Task -> Return each line of the data that contains the string "curtain", copied unchanged. Matching is case-sensitive.

BEGIN Supplied records

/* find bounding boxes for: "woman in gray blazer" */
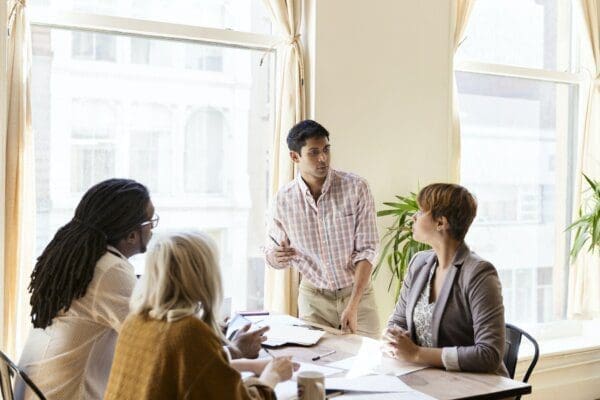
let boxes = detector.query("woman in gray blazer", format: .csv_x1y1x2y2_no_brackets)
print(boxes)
383,183,508,376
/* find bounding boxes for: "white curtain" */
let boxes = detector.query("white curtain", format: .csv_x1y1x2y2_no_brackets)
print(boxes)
263,0,306,315
567,0,600,319
450,0,475,183
0,0,35,356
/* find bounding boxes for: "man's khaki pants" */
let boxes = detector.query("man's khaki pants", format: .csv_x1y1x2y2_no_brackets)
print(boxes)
298,279,381,339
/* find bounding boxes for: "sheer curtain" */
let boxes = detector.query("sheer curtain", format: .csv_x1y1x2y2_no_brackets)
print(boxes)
1,0,35,356
567,0,600,319
449,0,475,182
263,0,306,315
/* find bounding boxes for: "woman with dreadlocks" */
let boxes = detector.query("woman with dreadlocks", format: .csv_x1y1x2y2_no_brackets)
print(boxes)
17,179,158,400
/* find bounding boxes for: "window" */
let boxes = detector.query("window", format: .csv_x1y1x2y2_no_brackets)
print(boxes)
31,0,275,311
184,109,224,194
71,32,116,61
185,45,223,72
455,0,579,325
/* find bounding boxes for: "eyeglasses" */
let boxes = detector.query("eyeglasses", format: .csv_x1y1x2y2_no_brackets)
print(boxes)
413,210,425,218
140,214,160,229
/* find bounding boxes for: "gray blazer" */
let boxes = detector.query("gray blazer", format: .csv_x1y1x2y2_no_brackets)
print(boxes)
388,243,508,376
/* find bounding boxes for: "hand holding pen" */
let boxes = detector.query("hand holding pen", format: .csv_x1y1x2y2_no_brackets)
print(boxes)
269,236,296,267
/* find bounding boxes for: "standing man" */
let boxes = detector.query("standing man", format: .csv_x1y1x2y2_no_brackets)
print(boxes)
265,120,380,337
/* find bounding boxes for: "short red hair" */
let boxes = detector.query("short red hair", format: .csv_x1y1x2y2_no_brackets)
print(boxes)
417,183,477,242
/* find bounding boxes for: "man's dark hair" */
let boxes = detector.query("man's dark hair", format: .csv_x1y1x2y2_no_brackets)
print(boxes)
287,119,329,154
29,179,152,328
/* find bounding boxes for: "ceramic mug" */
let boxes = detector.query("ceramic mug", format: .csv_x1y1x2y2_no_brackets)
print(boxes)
296,371,325,400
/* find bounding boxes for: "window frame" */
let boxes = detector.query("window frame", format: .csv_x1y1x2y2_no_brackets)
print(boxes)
452,2,590,341
28,6,281,314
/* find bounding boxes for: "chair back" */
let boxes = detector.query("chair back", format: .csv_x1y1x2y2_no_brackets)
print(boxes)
0,351,46,400
504,324,540,383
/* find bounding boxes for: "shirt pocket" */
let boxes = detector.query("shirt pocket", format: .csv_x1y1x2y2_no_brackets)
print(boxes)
332,213,356,260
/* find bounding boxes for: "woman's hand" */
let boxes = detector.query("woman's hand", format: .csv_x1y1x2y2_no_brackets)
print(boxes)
260,356,300,388
382,326,420,362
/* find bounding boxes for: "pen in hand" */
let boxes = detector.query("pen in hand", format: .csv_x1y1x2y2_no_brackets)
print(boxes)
269,235,281,247
263,347,275,358
311,350,335,361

END Supplied records

Worked answer ->
/* find bounding boxes for: "white curtain" */
let boxes = detector.query("white curtain", format: .csv_x1y1x2y2_no_brackets)
/* find bounding boxes for: "sheer curtain" */
let boxes = detector.query("sheer curtain", format: .csv_x1y1x2y2_no_brackets)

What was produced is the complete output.